Exercise details:
Only one stretch of the data is wanted: the line containing "Mark each instance of the dirt mound", the line containing "Mark each instance of the wooden utility", and every line between them, copied exactly.

(Information given)

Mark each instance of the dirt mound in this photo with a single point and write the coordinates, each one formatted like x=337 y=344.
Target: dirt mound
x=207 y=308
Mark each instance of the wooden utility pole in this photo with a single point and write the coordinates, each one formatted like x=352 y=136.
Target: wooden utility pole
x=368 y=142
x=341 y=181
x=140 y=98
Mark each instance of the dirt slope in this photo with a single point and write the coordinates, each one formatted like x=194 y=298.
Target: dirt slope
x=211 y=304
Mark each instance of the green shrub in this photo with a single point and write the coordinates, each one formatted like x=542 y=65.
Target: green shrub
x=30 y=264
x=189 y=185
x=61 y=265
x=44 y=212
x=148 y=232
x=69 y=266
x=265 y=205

(End Information given)
(Information given)

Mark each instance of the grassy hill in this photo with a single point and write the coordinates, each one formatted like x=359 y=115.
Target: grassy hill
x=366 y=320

(End Information given)
(Information given)

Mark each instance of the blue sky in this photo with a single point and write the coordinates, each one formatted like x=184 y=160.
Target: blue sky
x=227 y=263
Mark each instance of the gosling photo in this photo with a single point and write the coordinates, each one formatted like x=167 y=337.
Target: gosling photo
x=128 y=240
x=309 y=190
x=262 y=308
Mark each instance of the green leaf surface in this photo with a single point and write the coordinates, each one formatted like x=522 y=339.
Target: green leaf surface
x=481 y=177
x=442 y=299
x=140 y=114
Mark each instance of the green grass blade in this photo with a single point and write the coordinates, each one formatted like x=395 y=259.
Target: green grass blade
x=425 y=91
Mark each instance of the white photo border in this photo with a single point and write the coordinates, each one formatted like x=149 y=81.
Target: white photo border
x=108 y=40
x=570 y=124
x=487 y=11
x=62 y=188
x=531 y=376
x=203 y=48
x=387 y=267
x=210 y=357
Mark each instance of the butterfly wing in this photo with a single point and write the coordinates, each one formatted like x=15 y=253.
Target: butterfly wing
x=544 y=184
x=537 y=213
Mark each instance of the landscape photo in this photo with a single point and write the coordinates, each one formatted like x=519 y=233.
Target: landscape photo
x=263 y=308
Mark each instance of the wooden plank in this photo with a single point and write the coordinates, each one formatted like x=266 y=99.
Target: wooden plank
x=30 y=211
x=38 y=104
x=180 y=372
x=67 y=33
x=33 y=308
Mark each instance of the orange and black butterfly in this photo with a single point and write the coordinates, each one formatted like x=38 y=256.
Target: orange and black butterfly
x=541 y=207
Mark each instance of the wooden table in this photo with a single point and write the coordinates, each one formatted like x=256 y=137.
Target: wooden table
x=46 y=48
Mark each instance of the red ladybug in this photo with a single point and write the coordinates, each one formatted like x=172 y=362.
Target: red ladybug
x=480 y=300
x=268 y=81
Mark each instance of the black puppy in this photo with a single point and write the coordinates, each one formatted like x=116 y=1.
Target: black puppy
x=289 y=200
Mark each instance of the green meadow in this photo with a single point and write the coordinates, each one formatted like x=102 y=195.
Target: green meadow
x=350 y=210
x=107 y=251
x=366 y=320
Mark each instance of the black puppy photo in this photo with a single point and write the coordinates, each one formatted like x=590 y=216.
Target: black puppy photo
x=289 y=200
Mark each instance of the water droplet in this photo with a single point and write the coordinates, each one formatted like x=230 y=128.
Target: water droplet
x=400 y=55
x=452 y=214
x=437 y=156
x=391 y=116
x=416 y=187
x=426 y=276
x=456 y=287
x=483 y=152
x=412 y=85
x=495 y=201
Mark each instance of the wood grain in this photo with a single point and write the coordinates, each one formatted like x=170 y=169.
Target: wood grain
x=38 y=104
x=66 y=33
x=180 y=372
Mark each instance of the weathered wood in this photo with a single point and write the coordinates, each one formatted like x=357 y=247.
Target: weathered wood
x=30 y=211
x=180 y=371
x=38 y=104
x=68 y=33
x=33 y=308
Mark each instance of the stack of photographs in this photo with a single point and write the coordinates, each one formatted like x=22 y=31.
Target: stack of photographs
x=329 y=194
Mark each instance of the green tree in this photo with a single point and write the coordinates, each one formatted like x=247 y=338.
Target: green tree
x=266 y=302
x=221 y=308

(End Information given)

Result of this exercise:
Mark each instance of the dirt mound in this photo with a single point and write the coordinates, each one formatted like x=337 y=344.
Target: dirt mound
x=207 y=308
Mark each instance of the wooden utility pole in this photo with a single point and write the coordinates, each one formatted like x=352 y=136.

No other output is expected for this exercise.